Written exercise: Copy the records below line for line, leaving out the pictures.

=== Supplied data ===

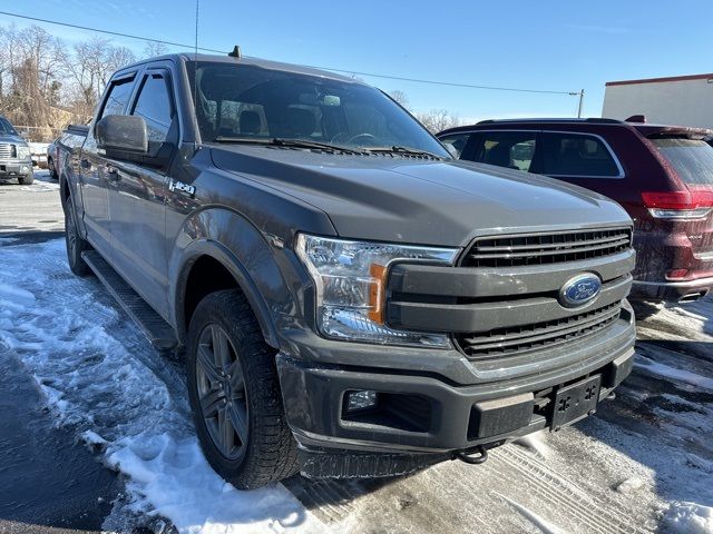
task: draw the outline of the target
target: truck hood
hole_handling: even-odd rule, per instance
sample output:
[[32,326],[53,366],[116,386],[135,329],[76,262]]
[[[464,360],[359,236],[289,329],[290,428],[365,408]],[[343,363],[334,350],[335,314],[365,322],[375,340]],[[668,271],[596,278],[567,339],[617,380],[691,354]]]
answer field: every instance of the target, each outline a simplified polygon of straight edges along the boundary
[[244,145],[213,147],[212,157],[323,210],[353,239],[466,246],[481,235],[632,224],[602,195],[482,164]]

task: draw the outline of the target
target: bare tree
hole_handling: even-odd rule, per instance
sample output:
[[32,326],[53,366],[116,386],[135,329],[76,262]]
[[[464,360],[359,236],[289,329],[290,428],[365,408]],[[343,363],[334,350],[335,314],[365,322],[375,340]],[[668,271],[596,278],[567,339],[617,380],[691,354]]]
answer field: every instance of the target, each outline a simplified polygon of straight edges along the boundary
[[431,134],[462,125],[462,120],[447,109],[432,109],[426,113],[416,113],[416,118],[419,119]]
[[144,58],[155,58],[156,56],[163,56],[168,52],[168,47],[163,42],[146,41],[144,47]]
[[75,44],[65,63],[75,85],[70,97],[75,113],[89,117],[114,71],[135,60],[131,50],[114,47],[108,39],[96,37]]
[[11,121],[49,128],[60,100],[62,42],[40,27],[0,31],[0,109]]

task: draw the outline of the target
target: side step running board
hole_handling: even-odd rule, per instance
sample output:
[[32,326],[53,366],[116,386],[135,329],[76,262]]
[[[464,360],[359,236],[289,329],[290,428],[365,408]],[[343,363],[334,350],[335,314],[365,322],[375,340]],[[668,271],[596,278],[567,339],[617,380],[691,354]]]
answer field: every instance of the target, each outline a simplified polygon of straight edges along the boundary
[[156,349],[170,350],[178,345],[168,323],[124,281],[124,278],[106,263],[99,253],[86,250],[81,253],[81,257]]

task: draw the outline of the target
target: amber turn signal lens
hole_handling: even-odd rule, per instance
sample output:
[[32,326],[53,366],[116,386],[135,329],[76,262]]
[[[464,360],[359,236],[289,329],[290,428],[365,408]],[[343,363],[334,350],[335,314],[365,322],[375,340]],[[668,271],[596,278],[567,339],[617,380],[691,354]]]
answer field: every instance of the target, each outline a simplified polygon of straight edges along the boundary
[[375,279],[369,288],[369,319],[383,325],[383,288],[387,283],[387,268],[382,265],[371,264],[369,274]]

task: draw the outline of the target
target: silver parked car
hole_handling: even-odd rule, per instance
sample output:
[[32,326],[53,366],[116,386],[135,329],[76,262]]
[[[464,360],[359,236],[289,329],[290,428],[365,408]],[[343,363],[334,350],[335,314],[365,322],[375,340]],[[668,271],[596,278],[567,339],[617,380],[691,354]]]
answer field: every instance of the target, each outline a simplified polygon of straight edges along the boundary
[[17,178],[23,185],[35,179],[30,146],[10,121],[0,116],[0,179],[3,178]]

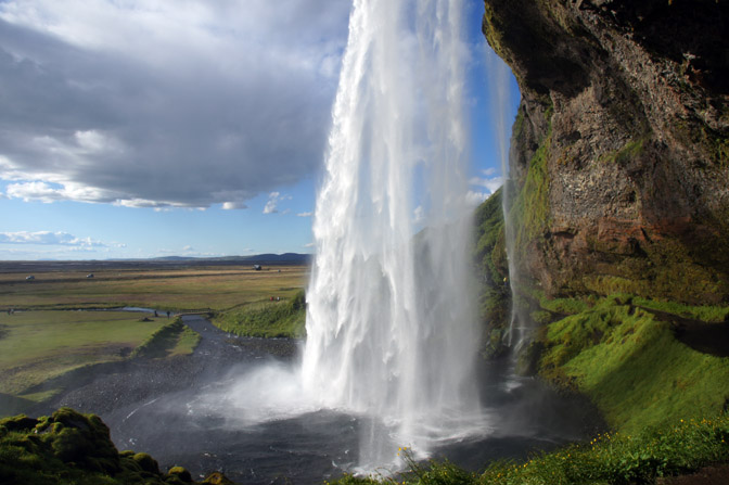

===

Output:
task: draw the outline of the target
target: truck hood
hole_handling: even-odd rule, per instance
sample output:
[[32,326],[53,366],[116,386],[135,329],[76,262]]
[[[464,360],[359,236],[289,329],[290,428],[365,408]],[[343,363],[334,350],[335,314],[365,322],[375,340]],[[668,271],[596,278],[567,339],[617,380],[691,354]]]
answer field: every instance of the target, each outline a simplified polygon of straight edges along the boundary
[[244,145],[213,147],[212,157],[323,210],[353,239],[466,246],[481,235],[632,224],[602,195],[482,164]]

task: draw the outline of the target
target: bare tree
hole_handling: even-odd rule, per instance
sample output:
[[32,326],[53,366],[116,386],[135,329],[76,262]]
[[[464,360],[359,236],[289,329],[290,428],[365,408]],[[343,363],[334,350],[335,314],[365,322],[375,340]],[[668,271],[596,278],[567,339],[617,380],[691,354]]]
answer field: every instance of the target, each outline a simplified polygon of straight edges along the boundary
[[431,134],[462,125],[462,120],[447,109],[432,109],[426,113],[416,113],[416,118],[419,119]]
[[144,58],[155,58],[156,56],[163,56],[168,52],[168,47],[163,42],[146,41],[144,47]]
[[75,44],[65,63],[75,85],[70,97],[75,113],[89,117],[114,71],[135,60],[131,50],[114,47],[108,39],[96,37]]
[[11,121],[49,128],[60,100],[62,42],[40,27],[0,31],[0,109]]

task: draw the outline of the target
target: side step running board
hole_handling: even-odd rule, per instance
sample output:
[[32,326],[53,366],[116,386],[135,329],[76,262]]
[[[464,360],[359,236],[289,329],[290,428],[365,408]],[[343,363],[334,350],[335,314],[365,322],[375,340]],[[668,271],[596,278],[567,339],[617,380],[691,354]]]
answer field: every instance of the target, each outline a simplified polygon of straight edges along the boundary
[[156,349],[170,350],[178,345],[168,323],[124,281],[124,278],[106,263],[99,253],[86,250],[81,253],[81,257]]

task: draw the outline of the target
target: amber turn signal lens
hole_handling: even-odd rule, per instance
sample output:
[[32,326],[53,366],[116,386],[135,329],[76,262]]
[[[464,360],[359,236],[289,329],[290,428],[365,408]],[[343,363],[334,350],[335,314],[365,322],[375,340]],[[668,271],[596,278],[567,339],[617,380],[691,354]]]
answer field: every instance of the target, each outline a simplified polygon of straight edges along the boundary
[[375,279],[369,288],[369,319],[383,325],[383,288],[387,283],[387,268],[382,265],[371,264],[369,274]]

task: draw the outline of the target
target: silver parked car
hole_handling: even-odd rule, per instance
sample output:
[[32,326],[53,366],[116,386],[135,329],[76,262]]
[[[464,360],[359,236],[289,329],[290,428],[365,408]],[[343,363],[334,350],[335,314],[365,322],[375,340]],[[668,271],[596,278],[567,339],[617,380],[691,354]]]
answer field: every instance of the target, each outline a simplified polygon of straight edges along the boundary
[[17,178],[23,185],[35,179],[30,146],[10,121],[0,116],[0,179],[3,178]]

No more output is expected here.